- **Data extract**:

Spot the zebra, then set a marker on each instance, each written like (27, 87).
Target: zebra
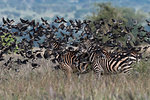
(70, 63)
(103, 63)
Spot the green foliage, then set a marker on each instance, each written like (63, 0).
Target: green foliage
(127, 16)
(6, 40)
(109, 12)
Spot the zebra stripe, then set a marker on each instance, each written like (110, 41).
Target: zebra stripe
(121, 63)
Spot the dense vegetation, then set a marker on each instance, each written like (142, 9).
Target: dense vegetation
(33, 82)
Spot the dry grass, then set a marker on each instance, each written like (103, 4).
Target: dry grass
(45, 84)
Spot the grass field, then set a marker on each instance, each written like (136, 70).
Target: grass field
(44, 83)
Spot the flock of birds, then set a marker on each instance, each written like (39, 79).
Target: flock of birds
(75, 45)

==

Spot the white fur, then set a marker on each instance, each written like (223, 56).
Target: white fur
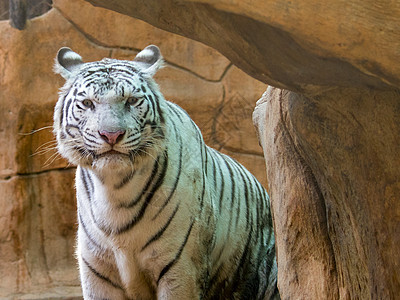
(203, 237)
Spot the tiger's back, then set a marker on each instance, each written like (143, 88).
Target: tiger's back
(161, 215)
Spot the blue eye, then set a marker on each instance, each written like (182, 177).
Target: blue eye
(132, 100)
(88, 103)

- **The problem**: Reply with a lone number, the count of lines in the data that include the string "written".

- **Result of this task**: 10